WRITTEN PROBLEM:
Copy out word for word everything from the line containing "A single marker falls on each instance of the kitchen" down to the end of the data, including both ends.

Object position labeling data
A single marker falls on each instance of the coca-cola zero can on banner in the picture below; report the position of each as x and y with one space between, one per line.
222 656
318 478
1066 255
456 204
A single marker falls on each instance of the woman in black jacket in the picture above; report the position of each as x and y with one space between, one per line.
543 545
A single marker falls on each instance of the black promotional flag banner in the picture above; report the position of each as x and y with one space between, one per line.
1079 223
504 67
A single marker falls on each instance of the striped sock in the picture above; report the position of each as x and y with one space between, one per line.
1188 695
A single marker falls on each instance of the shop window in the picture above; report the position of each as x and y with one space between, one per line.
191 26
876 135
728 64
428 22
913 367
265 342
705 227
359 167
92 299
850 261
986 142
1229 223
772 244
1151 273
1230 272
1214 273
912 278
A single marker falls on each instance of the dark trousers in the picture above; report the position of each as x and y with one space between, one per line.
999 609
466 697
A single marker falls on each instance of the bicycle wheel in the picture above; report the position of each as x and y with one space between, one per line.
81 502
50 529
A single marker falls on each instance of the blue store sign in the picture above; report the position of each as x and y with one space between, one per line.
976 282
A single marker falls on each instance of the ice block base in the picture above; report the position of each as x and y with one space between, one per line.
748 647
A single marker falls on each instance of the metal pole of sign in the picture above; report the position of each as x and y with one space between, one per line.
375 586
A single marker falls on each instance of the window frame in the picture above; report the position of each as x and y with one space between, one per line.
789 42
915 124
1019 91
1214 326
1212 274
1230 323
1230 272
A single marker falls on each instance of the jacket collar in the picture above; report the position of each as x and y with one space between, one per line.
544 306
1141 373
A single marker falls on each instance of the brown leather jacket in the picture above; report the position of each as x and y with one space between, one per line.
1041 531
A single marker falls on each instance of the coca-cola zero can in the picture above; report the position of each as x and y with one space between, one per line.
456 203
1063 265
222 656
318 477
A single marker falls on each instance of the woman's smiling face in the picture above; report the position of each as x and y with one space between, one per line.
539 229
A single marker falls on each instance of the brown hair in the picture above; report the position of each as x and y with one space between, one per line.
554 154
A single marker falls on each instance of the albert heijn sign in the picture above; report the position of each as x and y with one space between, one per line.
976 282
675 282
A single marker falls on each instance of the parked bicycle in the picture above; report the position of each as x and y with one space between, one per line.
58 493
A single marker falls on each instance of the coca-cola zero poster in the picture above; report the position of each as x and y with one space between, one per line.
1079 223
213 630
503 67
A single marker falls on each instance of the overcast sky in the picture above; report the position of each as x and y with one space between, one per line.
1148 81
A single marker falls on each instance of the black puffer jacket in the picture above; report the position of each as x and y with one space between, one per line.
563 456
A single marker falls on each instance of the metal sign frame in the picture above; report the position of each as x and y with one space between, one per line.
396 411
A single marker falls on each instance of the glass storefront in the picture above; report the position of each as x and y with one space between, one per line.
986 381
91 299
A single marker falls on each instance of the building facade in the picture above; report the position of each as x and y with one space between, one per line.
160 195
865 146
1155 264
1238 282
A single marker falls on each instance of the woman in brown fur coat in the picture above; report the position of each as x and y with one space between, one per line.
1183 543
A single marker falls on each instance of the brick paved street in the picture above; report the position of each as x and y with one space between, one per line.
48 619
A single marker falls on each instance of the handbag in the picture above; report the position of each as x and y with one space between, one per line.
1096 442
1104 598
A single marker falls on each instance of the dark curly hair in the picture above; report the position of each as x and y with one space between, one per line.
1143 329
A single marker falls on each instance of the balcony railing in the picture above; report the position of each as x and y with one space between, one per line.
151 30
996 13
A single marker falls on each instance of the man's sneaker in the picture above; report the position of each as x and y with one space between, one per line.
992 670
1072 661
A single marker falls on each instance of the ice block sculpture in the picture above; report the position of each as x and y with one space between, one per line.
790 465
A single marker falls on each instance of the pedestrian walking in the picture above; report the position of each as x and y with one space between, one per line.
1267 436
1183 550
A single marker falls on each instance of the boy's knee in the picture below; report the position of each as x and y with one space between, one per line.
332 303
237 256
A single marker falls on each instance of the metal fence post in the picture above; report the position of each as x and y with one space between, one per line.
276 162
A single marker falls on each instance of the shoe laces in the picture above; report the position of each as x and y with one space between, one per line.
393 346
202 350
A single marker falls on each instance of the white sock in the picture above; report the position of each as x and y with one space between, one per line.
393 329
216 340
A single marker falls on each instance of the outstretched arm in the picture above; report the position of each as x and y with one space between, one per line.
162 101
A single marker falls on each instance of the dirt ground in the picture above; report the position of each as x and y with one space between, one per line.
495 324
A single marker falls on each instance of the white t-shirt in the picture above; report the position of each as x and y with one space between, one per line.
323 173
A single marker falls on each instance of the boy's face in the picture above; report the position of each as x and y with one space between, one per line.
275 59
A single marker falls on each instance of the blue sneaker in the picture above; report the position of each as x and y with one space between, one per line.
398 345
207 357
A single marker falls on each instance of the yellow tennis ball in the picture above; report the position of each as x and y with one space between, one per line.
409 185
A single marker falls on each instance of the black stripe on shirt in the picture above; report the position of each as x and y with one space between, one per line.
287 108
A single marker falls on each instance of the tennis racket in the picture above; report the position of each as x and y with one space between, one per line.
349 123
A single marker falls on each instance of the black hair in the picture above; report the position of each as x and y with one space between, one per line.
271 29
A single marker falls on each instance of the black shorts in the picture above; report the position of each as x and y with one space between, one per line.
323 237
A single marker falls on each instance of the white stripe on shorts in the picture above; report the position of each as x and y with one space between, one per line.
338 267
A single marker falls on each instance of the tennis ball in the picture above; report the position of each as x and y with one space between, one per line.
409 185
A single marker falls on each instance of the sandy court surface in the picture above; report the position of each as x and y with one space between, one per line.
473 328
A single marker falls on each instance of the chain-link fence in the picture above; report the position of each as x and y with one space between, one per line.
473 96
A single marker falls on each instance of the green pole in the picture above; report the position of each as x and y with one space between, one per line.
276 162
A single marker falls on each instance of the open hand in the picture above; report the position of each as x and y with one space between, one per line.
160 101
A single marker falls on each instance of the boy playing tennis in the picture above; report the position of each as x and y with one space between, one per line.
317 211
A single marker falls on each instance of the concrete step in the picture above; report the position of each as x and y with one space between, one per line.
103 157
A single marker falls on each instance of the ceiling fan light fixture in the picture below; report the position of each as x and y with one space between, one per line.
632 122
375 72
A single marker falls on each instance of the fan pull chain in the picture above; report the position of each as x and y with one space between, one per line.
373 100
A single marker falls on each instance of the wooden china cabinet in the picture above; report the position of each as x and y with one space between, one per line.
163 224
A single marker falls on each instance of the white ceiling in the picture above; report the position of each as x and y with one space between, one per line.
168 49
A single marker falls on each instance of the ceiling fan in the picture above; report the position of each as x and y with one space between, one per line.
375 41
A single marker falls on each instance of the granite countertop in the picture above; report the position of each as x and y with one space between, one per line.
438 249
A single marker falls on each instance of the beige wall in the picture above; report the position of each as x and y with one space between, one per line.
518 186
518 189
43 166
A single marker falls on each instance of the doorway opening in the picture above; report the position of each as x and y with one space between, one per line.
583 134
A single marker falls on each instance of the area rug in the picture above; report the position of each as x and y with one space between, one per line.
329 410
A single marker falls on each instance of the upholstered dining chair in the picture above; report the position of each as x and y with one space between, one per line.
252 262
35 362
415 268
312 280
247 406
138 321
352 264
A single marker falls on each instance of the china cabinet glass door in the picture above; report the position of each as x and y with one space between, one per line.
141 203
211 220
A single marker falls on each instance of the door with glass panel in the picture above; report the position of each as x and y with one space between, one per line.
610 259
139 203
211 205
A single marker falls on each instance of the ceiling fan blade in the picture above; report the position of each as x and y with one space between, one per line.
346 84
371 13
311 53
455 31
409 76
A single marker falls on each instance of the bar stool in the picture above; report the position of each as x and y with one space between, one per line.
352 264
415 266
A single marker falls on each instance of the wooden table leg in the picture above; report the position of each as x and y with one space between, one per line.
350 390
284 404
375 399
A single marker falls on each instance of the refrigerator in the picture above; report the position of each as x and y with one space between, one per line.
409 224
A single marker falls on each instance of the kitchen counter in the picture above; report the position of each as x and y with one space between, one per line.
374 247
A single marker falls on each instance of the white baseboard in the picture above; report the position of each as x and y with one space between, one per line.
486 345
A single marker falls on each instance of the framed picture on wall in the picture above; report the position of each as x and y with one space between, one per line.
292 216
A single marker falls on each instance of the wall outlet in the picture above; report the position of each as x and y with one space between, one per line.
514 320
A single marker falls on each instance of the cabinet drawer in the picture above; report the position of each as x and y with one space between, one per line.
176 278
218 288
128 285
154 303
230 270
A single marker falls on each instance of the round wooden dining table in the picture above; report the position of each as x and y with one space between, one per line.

SOLUTION FOR THIS EXERCISE:
A single marker falls on each instance of the kitchen counter in the picture above; report the position of each as x and y with one space between, one per line.
374 247
A single marker falls on each instance of the white baseboard in the picture above; report the position of each as x and y with one space between, one per line.
486 345
A single marker falls on each instance of the framed picture on wall in the picture above; report the position of each as x and y with one space between, one per line.
292 216
A single marker falls on each instance of the wall outlet in the picture above; report the position of each as x and y with one space between, one per line.
514 320
A single marker falls on each instance of the cabinet drawer in the picture above; report the position of each as x and y with one space between, one per line.
176 278
218 288
128 285
154 303
230 270
A single marker falls on each instance of the round wooden dining table in the picture above; report the position of each as x and y with one space between, one per line.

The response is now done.